SOURCE PASSAGE:
★ ★ ★
2. UART Terminal - Use the UART Terminal to monitor data transmission via a USB to UART converter, allowing direct communication between the Click board™ and your development system. Configure the baud rate and other serial settings according to your project's requirements to ensure proper functionality. For step-by-step setup instructions, refer to the provided tutorial.

3. Plot Output - The Plot feature offers a powerful way to visualize real-time sensor data, enabling trend analysis, debugging, and comparison of multiple data points. To set it up correctly, follow the provided tutorial, which includes a step-by-step example of using the Plot feature to display Click board™ readings. To use the Plot feature in your code, use the function: plot(*insert_graph_name*, variable_name);. This is a general format, and it is up to the user to replace 'insert_graph_name' with the actual graph name and 'variable_name' with the parameter to be displayed.

Software Support

Library Description

This library contains API for 13DOF Click driver.
★ ★ ★
PROVIDED MATERIAL:
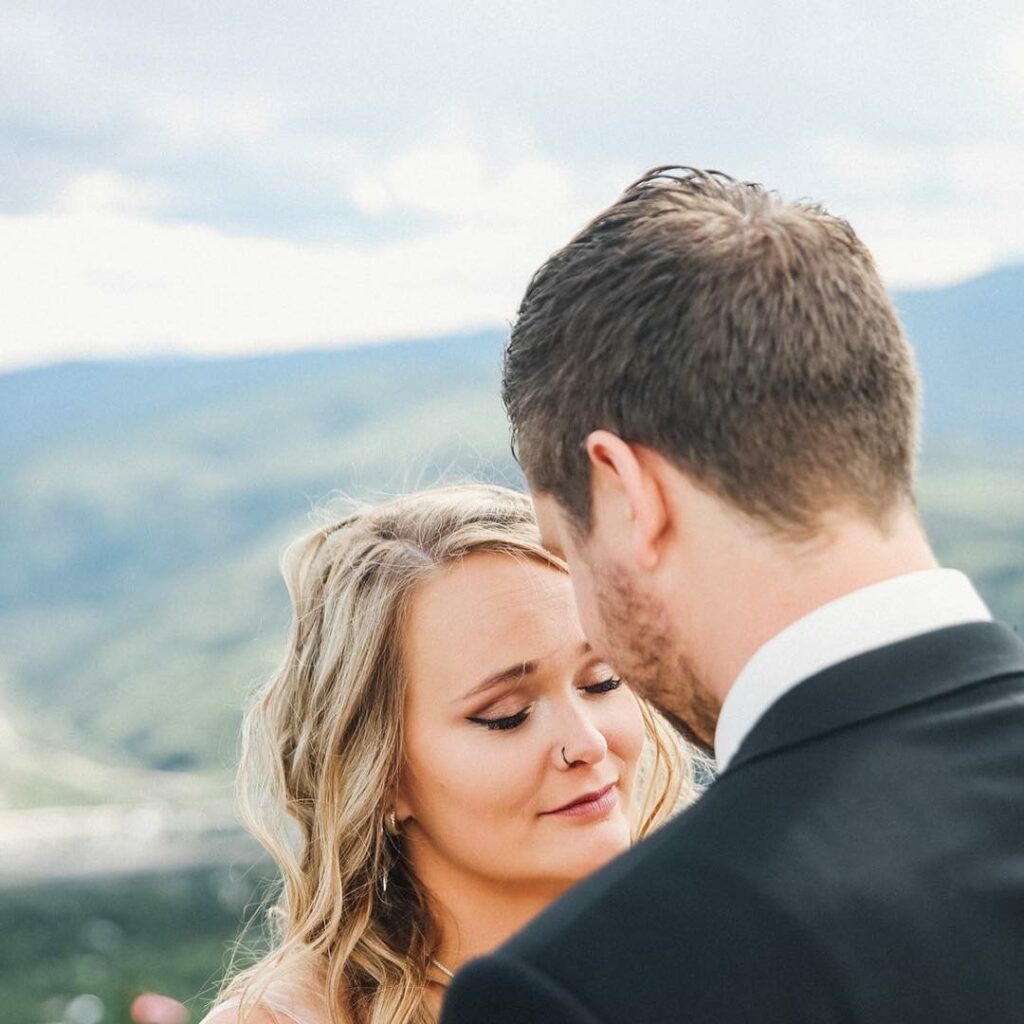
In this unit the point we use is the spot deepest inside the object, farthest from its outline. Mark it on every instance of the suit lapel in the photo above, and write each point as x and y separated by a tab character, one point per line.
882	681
★ ★ ★
INSTRUCTIONS:
1 – According to the 13DOF Click passage, what function format is used to add the Plot feature to code?
2 – In one to three sentences, explain why the 13DOF Click passage says to configure the baud rate and other serial settings for the UART Terminal.
3 – Write the next part of the 13DOF Click passage, starting after its final sentence.

EXPECTED RESULTS:
1 – plot(*insert_graph_name*, variable_name);

2 – The baud rate and other serial settings should match the project's requirements to ensure proper functionality. The UART Terminal relies on them to monitor data sent through a USB to UART converter between the Click board™ and the development system.

3 –
Key functions:

c13dof_bmi088_read_accel - Function reads 16-bit X-axis, Y-axis data and Z-axis data
c13dof_bmi088_accel_read_bytes - Function read a sequential data starting from the targeted 8-bit register address
c13dof_bmi088_read_gyro - Function reads 16-bit X-axis, Y-axis data and Z-axis data of BMM150 sensor on 13DOF Click

Open Source

Code example

The complete application code and a ready-to-use project are available through the NECTO Studio Package Manager for direct installation in the NECTO Studio. The application code can also be found on the MIKROE GitHub account.

/*!
 * \file 
 * \brief c13DOF Click example
 * 
 * # Description
 * This example displays values registered by sensors on Click board.
 * 
 * The demo application is composed of two sections :
 * 
 * ## Application Init 
 * Initialization driver enables -
 * BME680 Low power gas, pressure, temperature & humidity sensor, 
 * BMI088 6-axis Motion Tracking Sensor and
 * BMM150 Geomagnetic Sensor, also write log.
 * 
 * ## Application Task  
 * This is a example which demonstrates the use of 13DOF Click board.
 * Measures and display temperature in degrees Celsius [ C ], humidity data [ % ], 
 * pressure [ mbar ] and gas resistance data from the BME680 sensor.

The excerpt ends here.